▶ [RECORDS]:

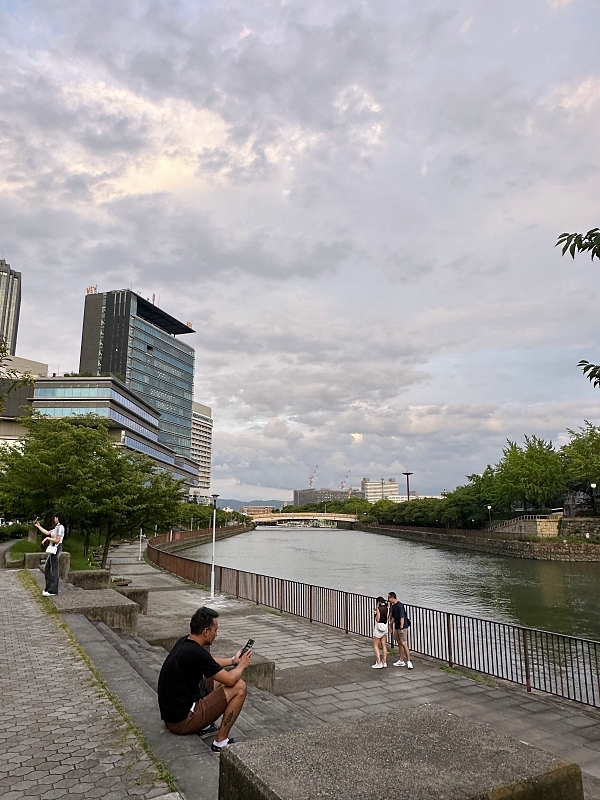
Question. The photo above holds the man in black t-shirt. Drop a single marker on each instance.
(187, 696)
(400, 622)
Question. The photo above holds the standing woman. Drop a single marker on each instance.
(380, 633)
(54, 550)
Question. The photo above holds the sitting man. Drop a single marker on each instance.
(188, 700)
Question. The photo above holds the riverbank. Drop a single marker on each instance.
(538, 551)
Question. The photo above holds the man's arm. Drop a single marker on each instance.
(229, 677)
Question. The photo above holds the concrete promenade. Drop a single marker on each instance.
(321, 675)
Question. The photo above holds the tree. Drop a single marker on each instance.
(10, 379)
(583, 243)
(580, 243)
(534, 474)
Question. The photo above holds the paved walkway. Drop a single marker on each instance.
(59, 735)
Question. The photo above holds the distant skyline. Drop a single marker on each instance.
(355, 204)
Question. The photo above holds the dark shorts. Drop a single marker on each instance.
(205, 711)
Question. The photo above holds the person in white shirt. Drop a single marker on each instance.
(54, 537)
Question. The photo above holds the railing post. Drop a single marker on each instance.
(526, 657)
(346, 611)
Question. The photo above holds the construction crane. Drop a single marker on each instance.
(343, 483)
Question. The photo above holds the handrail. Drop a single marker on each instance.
(561, 665)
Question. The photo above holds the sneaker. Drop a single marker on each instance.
(216, 749)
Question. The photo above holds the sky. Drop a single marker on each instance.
(355, 203)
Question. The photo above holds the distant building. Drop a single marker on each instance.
(10, 304)
(128, 336)
(379, 490)
(304, 496)
(255, 511)
(202, 425)
(133, 422)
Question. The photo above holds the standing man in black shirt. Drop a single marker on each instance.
(188, 699)
(401, 625)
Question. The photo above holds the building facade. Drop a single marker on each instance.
(128, 336)
(10, 304)
(202, 425)
(304, 496)
(133, 422)
(379, 490)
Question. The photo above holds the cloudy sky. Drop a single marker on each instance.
(354, 202)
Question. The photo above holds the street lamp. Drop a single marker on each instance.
(407, 485)
(212, 569)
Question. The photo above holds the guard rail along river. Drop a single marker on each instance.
(565, 666)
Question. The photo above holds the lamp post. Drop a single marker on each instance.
(212, 569)
(407, 485)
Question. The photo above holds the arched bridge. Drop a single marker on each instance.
(312, 520)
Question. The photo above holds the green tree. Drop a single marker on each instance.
(533, 474)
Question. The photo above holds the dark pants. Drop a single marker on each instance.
(51, 572)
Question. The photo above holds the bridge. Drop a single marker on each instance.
(303, 519)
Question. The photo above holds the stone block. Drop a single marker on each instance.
(104, 605)
(422, 753)
(90, 578)
(138, 594)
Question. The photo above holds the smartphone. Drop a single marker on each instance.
(247, 646)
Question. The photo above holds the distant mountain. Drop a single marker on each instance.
(235, 504)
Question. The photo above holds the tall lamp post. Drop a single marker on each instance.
(408, 474)
(212, 569)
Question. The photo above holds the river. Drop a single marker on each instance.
(554, 595)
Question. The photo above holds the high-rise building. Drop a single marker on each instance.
(128, 336)
(10, 304)
(202, 446)
(379, 490)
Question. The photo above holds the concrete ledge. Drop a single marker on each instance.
(104, 605)
(138, 594)
(90, 578)
(422, 753)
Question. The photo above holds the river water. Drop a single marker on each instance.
(553, 595)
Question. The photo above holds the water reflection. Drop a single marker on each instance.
(557, 596)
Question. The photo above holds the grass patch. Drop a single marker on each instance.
(163, 773)
(472, 676)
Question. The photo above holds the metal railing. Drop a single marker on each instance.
(560, 665)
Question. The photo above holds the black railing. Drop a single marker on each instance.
(549, 662)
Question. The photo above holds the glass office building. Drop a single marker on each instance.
(128, 336)
(10, 304)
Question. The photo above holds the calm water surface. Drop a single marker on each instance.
(553, 595)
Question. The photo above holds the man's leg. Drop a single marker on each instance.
(236, 695)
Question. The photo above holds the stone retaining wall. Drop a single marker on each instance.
(543, 551)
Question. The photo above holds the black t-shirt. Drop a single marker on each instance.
(398, 611)
(178, 684)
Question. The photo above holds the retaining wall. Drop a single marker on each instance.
(543, 551)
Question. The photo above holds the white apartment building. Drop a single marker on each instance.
(202, 425)
(379, 490)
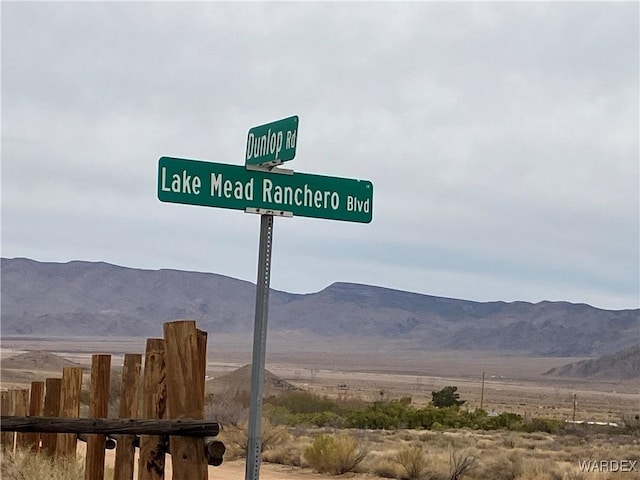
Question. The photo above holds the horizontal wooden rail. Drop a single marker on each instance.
(109, 426)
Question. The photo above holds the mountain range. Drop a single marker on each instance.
(99, 299)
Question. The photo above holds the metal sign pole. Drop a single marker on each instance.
(254, 441)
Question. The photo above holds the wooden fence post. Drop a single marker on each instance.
(6, 438)
(151, 461)
(69, 407)
(98, 408)
(20, 400)
(53, 387)
(184, 388)
(35, 410)
(128, 408)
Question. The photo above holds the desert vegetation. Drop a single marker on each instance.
(396, 440)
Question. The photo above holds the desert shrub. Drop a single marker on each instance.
(24, 465)
(335, 454)
(547, 425)
(413, 460)
(505, 467)
(235, 437)
(460, 463)
(447, 397)
(386, 468)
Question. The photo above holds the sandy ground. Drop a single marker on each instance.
(235, 470)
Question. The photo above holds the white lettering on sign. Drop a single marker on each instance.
(229, 189)
(183, 183)
(355, 205)
(267, 144)
(299, 196)
(291, 139)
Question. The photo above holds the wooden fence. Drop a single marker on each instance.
(161, 412)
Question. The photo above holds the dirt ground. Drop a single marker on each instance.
(365, 370)
(380, 371)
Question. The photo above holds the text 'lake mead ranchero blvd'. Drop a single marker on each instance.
(232, 186)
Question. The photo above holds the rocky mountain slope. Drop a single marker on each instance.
(624, 364)
(99, 299)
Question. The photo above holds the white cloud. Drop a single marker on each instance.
(502, 139)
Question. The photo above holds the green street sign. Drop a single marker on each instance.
(194, 182)
(272, 143)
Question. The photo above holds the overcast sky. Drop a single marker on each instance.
(501, 140)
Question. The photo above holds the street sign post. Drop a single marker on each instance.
(259, 188)
(194, 182)
(272, 143)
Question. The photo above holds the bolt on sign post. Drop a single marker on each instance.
(259, 187)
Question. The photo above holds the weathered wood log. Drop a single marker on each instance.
(129, 389)
(110, 443)
(110, 426)
(98, 408)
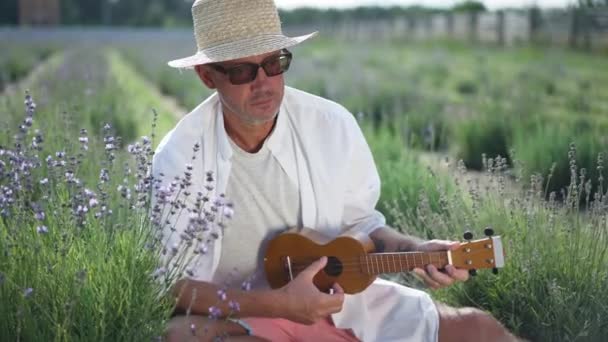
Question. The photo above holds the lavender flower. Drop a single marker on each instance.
(234, 306)
(28, 292)
(221, 294)
(214, 312)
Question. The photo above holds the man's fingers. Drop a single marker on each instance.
(337, 288)
(425, 277)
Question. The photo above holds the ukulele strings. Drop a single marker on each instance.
(301, 263)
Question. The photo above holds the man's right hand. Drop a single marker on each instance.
(305, 303)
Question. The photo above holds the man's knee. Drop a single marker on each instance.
(195, 328)
(470, 324)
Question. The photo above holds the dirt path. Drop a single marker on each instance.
(480, 180)
(16, 88)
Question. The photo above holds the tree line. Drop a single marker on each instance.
(172, 13)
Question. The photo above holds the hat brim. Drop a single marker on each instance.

▶ [AIM]:
Each record above must be returned exactly as written, with its pictures omitted.

▶ [COMPLETED TASK]:
Question. The photo above holds the man in black t-shirt. Drop a single marker on each instance.
(187, 696)
(400, 622)
Question. The photo above holds the standing woman. Drop a single marker on each instance.
(380, 633)
(54, 550)
Question. The photo above holds the sitting man. Drop a single marker on each instance.
(188, 700)
Question. The photo above holds the riverbank. Drop a single marker on each instance.
(538, 551)
Question. The photo above holds the man's arm. Drop a single marker on each instance.
(229, 677)
Question. The photo above holds the concrete promenade. Drop a single marker on each instance.
(321, 675)
Question. The photo above holds the tree. Drop a single marker on each instance.
(10, 379)
(583, 243)
(580, 243)
(534, 474)
Question. The photo above holds the paved walkway. Drop a single marker on each instance.
(59, 735)
Question. The photo above holds the distant skyline. Drop a single marker on each instance.
(355, 204)
Question. The photo above holds the dark shorts. Drop a single marker on each instance.
(205, 711)
Question. The photo above holds the person in white shirt. Drop a single marker on each instance.
(54, 537)
Question. The photo above holds the railing post. Drop a single marker on each instance.
(526, 657)
(346, 611)
Question. The photo above holds the construction crane. Drop a single marker on each instance.
(343, 483)
Question. The photo above holds the handrail. Drop a single marker on each instance.
(561, 665)
Question. The photo above holds the sneaker. Drop a single marker on each instance.
(216, 749)
Question. The photo above holds the sky. Drop a single marker on each instance.
(355, 203)
Question. The photo above holds the distant building. Drop a single marker on each instance.
(10, 304)
(128, 336)
(379, 490)
(304, 496)
(255, 511)
(202, 425)
(133, 422)
Question. The photo above holds the standing man in black shirt. Drop a single marker on each instance.
(188, 699)
(401, 625)
Question. The photo above holds the building facade. Drop a single marker on each instance.
(128, 336)
(10, 304)
(202, 425)
(304, 496)
(133, 422)
(379, 490)
Question. The photo above holds the cloudy sky. Drop a single marker on each instance.
(354, 202)
Question. The photo above holds the street lamp. Drop a single marker on each instance.
(407, 485)
(212, 569)
Question. The photo above holds the guard rail along river. Drop a single marker on each instance.
(565, 666)
Question. The photo above holds the lamp post. Drop a single marker on each instance.
(212, 569)
(407, 485)
Question. The photo above holds the arched bridge. Drop a single marker on each instance.
(312, 520)
Question. The photo above holds the green tree. Drop a single marker on each instance.
(533, 474)
Question. The photo above holds the dark pants. Drop a single marker on each instance.
(51, 572)
Question. The photo above holds the bridge. Drop a single marker on each instance.
(303, 519)
Question. The photo above holds the stone block. Drop a single marker on each instance.
(104, 605)
(422, 753)
(90, 578)
(138, 594)
Question. The photo above holds the smartphone. Drop a single marker on each instance.
(247, 646)
Question. The photo above holds the distant mountain. Drop a single marker on each instance.
(235, 504)
Question. The photo above holds the tall lamp post. Drop a single marker on each instance.
(408, 474)
(212, 569)
Question. The photo above holds the river. Drop a single marker on each instance.
(554, 595)
Question. The photo above holds the high-rise building. Drop a single marker on each instance.
(128, 336)
(10, 304)
(202, 446)
(379, 490)
Question. The photo above holds the concrete ledge. Drop a single marker on each instance.
(104, 605)
(138, 594)
(90, 578)
(422, 753)
Question. The photo above holds the river water. Drop a single marker on each instance.
(553, 595)
Question. The photo above holds the water reflection. Drop a single marker on each instance.
(557, 596)
Question. The photo above holds the grass patch. Drop a single marker on each instance.
(163, 773)
(472, 676)
Question. The photo above holds the metal railing. Drop a single marker on each instance.
(560, 665)
Question. The photo above holds the black railing. Drop a single marker on each instance.
(549, 662)
Question. The photo above holds the glass office building. Drop a single marker on each instance.
(128, 336)
(10, 304)
Question. The photo above holds the calm water surface. Drop a single marker on each instance.
(553, 595)
Question. The photo above holds the man's leg. Drop a single marker on each instance.
(236, 695)
Question. The photo above holds the stone retaining wall. Drop a single marker on each instance.
(543, 551)
Question. The photo above holds the black t-shirt. Drop a single marker on each instance.
(398, 611)
(178, 684)
Question. The photo above holds the retaining wall. Drop a single marker on each instance.
(543, 551)
Question. The photo above holds the white apartment building. Drop a single marker on each instance.
(202, 425)
(379, 490)
Question. The photo above holds the horizontal wooden rail. Drop a single marker on each instance.
(109, 426)
Question. The photo above holds the mountain range. Drop a single marker on each instance.
(99, 299)
Question. The photo above holds the metal sign pole. Drop a single marker on each instance.
(254, 441)
Question. The photo above holds the wooden fence post. Drop a single marker on each instance.
(6, 438)
(151, 461)
(69, 407)
(98, 408)
(20, 400)
(53, 387)
(184, 388)
(35, 410)
(128, 408)
Question. The photo above holds the desert vegetation. Drop a single marker on each instance.
(396, 440)
Question. The photo above holds the desert shrub. Drop a single marker on each instance.
(24, 465)
(335, 454)
(547, 425)
(413, 460)
(505, 467)
(235, 437)
(460, 463)
(447, 397)
(386, 468)
Question. The photo above holds the sandy ground. Drop a single marker on each instance.
(235, 470)
Question. The photo above holds the white lettering on sign. Drop a single marker on each instance.
(229, 189)
(183, 183)
(355, 205)
(267, 144)
(299, 196)
(291, 139)
Question. The photo above holds the wooden fence. Drop a single marker on each instance.
(161, 412)
Question. The photo above holds the dirt ground. Drop a single marker on each instance.
(365, 370)
(380, 371)
Question. The photo above holds the text 'lake mead ranchero blvd'. Drop a single marker on each instance.
(232, 186)
Question. The photo above holds the rocky mountain slope. Drop a single marker on each instance.
(624, 364)
(99, 299)
Question. The photo above holds the white cloud. Drop a single marker on each instance.
(502, 139)
Question. The photo above holds the green street sign. Drop a single marker on each instance.
(194, 182)
(272, 143)
Question. The photo above holds the overcast sky. Drop a single marker on each instance.
(501, 140)
Question. The photo above holds the street sign post. Drop a single marker on each instance.
(259, 188)
(194, 182)
(272, 143)
Question. The photo above holds the bolt on sign post. Drop a single marker on each instance.
(259, 187)
Question. The photo above holds the weathered wood log. Drop a single marker on each instance.
(129, 389)
(110, 443)
(110, 426)
(98, 408)
Question. The photo above holds the lavender flower. Drop a single marker on each instance.
(234, 306)
(28, 292)
(221, 294)
(214, 312)
Question. The photo above holds the man's fingers. Drop a single marker on each instance.
(337, 288)
(425, 277)
Question. The photo above holds the ukulele strings. Drop a single marker on each instance.
(301, 263)
Question. The photo above holds the man's right hand. Drop a single marker on each instance.
(305, 303)
Question. The photo above holds the man's knee. Drop a single marker on each instance.
(195, 328)
(470, 324)
Question. The photo above holds the dirt path. Drop a single marker on each instance.
(480, 180)
(16, 88)
Question. The photo above holds the tree line. Drop a single marker on each instance.
(172, 13)
Question. The photo above holds the hat brim. Drop a single marker on each instance.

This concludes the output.